掲載文:
═══
和歌山県が求める人材の養成について会議の場で議論を行いました。時代の返還と共に産業構造が変化しているので、企業が求める人材も変わってきています。和歌山県は長く産業構造に変化がありませんが、今後とも同じ構造が続くとは限りません。
社会はカーボンニュートラルやハイテク化、デジタル化が進展しているので新産業に向かうことが求められています。和歌山県ではハイテク産業などの誘致を進めていますが、仮に新産業の誘致が図れたとしても問題になることがあります。
企業が求める広大な用地と電気と工業用水は必須条件ですが、経営者は従業員さんの安心と安全を求めています。つまり仕事のトータルソリューションを揃えることが進出の条件だと考えているのです。
═══
確認用データ:
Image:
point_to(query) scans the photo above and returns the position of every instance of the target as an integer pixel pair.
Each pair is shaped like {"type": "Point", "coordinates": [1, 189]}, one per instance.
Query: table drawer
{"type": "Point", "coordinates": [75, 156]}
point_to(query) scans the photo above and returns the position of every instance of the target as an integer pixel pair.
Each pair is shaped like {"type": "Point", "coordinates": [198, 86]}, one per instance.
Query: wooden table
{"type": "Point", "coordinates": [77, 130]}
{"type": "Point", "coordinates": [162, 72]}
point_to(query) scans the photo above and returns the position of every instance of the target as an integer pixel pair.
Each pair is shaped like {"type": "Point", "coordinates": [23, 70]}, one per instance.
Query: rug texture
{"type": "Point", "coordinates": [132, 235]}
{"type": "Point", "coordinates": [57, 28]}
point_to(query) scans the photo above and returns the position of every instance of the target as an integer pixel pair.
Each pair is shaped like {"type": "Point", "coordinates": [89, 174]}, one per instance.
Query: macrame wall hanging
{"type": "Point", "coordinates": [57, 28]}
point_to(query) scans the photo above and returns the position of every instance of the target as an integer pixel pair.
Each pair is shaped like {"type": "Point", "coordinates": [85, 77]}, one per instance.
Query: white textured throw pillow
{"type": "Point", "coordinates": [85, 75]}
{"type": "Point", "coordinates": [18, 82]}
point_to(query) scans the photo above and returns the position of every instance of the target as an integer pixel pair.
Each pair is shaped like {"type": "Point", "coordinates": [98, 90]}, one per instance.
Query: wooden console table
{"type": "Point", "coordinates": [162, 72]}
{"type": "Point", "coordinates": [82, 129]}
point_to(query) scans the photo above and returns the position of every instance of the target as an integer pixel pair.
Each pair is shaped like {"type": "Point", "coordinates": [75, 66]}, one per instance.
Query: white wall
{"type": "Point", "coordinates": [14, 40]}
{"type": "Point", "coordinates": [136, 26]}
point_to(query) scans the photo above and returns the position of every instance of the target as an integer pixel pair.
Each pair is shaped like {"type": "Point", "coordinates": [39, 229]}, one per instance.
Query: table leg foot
═══
課題:
a. 和歌山県の人材養成についての掲載文で、経営者が従業員さんに関して求めているものを答えよ。
b. 和歌山県の人材養成についての掲載文を、最後の文の後から書き継げ。

想定解答:
a. 従業員さんの安心と安全。

b.
それは住環境であり子どもの教育の機会であり、コミュニケーションの場であり娯楽そして食事でもあります。この中で住環境を例にすると安全と安心を求めています。県外や外国から和歌山県に来る人は和歌山県の治安や生活環境などを知りませんから「企業として安全で安心して生活できる環境を整える必要があります」ということです。かつてのように寮や社宅を準備して入居してもらうしくみは歓迎されないので、安全で安心できる住宅の確保や通勤や通学に適した場所での住宅提供が必要となります。
仕事のトータルソリューションとは、仕事時間外のコミュニケーションが図れる場所やお店、余暇を楽しめる場所が近接していることなども求められる条件です。従業員さんを大切にすることが企業の価値であり、大切にしない会社は敬遠されるので人材は集まりません。
細かい条件を書き出すとすれば、スーパーやドラッグストア、医療機関、飲食店なども近接しているなど利便性が高いことも必要ですし、フィットネスクラブや娯楽施設も近くにある方がよいのです。
そんな仕事のトータルソリューションの条件を整えて人材を迎えることになります。ただ新産業が求める人材は技術力が必要なので簡単に集めることは出来ません。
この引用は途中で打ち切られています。